● **WHAT THE TASK ASKS**:
Set the listing down unchanged, minus every embedded image.

● **RECORDED INFORMATION**:
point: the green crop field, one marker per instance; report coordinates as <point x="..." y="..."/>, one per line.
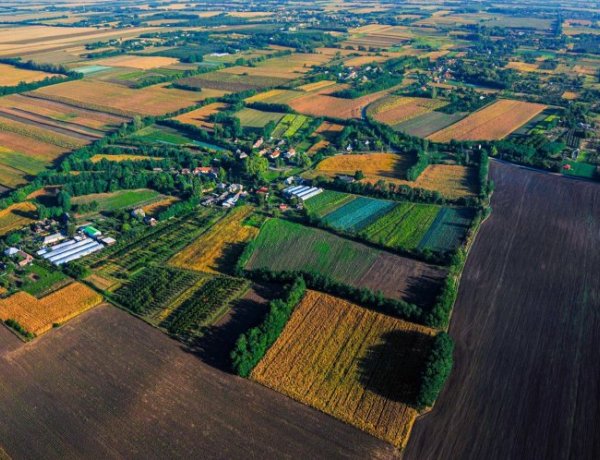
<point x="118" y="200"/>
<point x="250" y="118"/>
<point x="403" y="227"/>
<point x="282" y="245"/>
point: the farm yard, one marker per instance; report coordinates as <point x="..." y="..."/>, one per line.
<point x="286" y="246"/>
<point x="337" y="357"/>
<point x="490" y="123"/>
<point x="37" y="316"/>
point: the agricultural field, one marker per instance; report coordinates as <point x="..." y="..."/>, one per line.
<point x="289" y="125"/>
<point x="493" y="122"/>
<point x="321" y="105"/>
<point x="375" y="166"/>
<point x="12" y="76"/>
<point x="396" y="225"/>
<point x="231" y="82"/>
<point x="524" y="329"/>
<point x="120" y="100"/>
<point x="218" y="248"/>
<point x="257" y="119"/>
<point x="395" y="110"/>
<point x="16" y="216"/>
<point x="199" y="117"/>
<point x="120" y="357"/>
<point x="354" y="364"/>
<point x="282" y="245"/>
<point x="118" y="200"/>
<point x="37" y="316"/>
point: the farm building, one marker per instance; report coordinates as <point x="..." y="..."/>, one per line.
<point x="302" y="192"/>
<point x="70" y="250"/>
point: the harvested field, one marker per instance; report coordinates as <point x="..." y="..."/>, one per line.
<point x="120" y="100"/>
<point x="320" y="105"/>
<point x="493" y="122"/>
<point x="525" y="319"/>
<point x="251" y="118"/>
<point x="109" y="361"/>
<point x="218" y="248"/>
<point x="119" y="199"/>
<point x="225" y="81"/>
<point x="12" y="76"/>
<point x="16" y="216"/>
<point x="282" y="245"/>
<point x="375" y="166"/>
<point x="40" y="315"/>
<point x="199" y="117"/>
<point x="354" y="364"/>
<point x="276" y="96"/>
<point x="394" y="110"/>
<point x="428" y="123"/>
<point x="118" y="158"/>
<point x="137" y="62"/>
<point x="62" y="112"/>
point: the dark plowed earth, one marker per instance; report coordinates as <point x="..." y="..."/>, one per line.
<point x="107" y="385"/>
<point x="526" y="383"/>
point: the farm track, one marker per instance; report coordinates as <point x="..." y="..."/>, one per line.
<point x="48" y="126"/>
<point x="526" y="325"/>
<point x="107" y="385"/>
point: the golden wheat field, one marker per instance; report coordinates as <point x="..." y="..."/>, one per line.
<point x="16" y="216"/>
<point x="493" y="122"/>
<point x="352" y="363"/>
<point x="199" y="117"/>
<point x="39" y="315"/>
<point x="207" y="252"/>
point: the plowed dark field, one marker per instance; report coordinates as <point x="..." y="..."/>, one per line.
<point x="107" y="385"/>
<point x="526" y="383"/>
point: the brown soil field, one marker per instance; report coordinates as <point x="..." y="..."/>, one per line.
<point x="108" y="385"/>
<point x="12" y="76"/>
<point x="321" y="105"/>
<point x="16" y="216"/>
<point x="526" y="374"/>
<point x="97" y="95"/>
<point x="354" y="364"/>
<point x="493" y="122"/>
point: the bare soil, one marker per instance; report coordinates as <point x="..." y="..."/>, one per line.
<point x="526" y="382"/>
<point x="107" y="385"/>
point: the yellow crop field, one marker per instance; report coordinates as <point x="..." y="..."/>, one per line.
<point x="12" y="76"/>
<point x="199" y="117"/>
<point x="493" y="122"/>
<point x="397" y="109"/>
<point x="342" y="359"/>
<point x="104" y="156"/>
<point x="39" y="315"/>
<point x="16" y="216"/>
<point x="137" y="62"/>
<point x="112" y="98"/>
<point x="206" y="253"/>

● **REPLY TO THE EXERCISE**:
point: the green crop field, one marker per instance; report coordinates as <point x="..." y="..."/>, one per line.
<point x="118" y="200"/>
<point x="250" y="118"/>
<point x="403" y="227"/>
<point x="282" y="245"/>
point: the farm yard, one marker per instance; report coordinates as <point x="..." y="..."/>, one per line.
<point x="286" y="246"/>
<point x="337" y="357"/>
<point x="490" y="123"/>
<point x="37" y="316"/>
point: the agricultural field, one marker per instance; report coordinates as <point x="..." y="..."/>, one per line.
<point x="289" y="125"/>
<point x="493" y="122"/>
<point x="321" y="105"/>
<point x="375" y="166"/>
<point x="12" y="76"/>
<point x="396" y="225"/>
<point x="231" y="82"/>
<point x="524" y="329"/>
<point x="120" y="100"/>
<point x="218" y="248"/>
<point x="257" y="119"/>
<point x="395" y="110"/>
<point x="16" y="216"/>
<point x="199" y="117"/>
<point x="120" y="357"/>
<point x="354" y="364"/>
<point x="282" y="245"/>
<point x="118" y="200"/>
<point x="37" y="316"/>
point: the farm building, one marker per instance; report coordinates as <point x="..." y="..."/>, one per line.
<point x="302" y="192"/>
<point x="70" y="250"/>
point: the harvested field, one marker per instance; report coordinates as <point x="..." y="..."/>, one per line.
<point x="120" y="100"/>
<point x="320" y="105"/>
<point x="493" y="122"/>
<point x="525" y="319"/>
<point x="251" y="118"/>
<point x="109" y="361"/>
<point x="218" y="248"/>
<point x="119" y="199"/>
<point x="225" y="81"/>
<point x="12" y="76"/>
<point x="16" y="216"/>
<point x="282" y="245"/>
<point x="375" y="166"/>
<point x="40" y="315"/>
<point x="199" y="117"/>
<point x="354" y="364"/>
<point x="276" y="96"/>
<point x="394" y="110"/>
<point x="428" y="123"/>
<point x="118" y="158"/>
<point x="137" y="62"/>
<point x="62" y="112"/>
point: the dark plowed earth, one marker per instance; report coordinates as <point x="..." y="..."/>, one per line.
<point x="107" y="385"/>
<point x="526" y="383"/>
point: the farm track, one marker per instance; report coordinates as <point x="..." y="..."/>, one per line.
<point x="48" y="126"/>
<point x="526" y="325"/>
<point x="107" y="385"/>
point: the golden wheat field, one marker per instance; report coordinates as <point x="..." y="..."/>, one per line.
<point x="16" y="216"/>
<point x="493" y="122"/>
<point x="352" y="363"/>
<point x="199" y="117"/>
<point x="39" y="315"/>
<point x="207" y="252"/>
point: the plowed dark field, one marker per instance; report coordinates as <point x="..." y="..."/>, one per line.
<point x="107" y="385"/>
<point x="526" y="383"/>
point: the brown soil field, one marker per instance; report coordinates as <point x="..." y="..."/>, one per line.
<point x="108" y="385"/>
<point x="12" y="76"/>
<point x="321" y="105"/>
<point x="16" y="216"/>
<point x="526" y="374"/>
<point x="97" y="95"/>
<point x="354" y="364"/>
<point x="493" y="122"/>
point: the bare soil, one marker per instance; report coordinates as <point x="..." y="..."/>, one per line.
<point x="526" y="382"/>
<point x="107" y="385"/>
point: the yellow crop field, one marker per instance; report coordinates as <point x="..." y="..."/>, one per line.
<point x="12" y="76"/>
<point x="199" y="117"/>
<point x="493" y="122"/>
<point x="397" y="109"/>
<point x="342" y="359"/>
<point x="104" y="156"/>
<point x="39" y="315"/>
<point x="16" y="216"/>
<point x="137" y="62"/>
<point x="112" y="98"/>
<point x="206" y="253"/>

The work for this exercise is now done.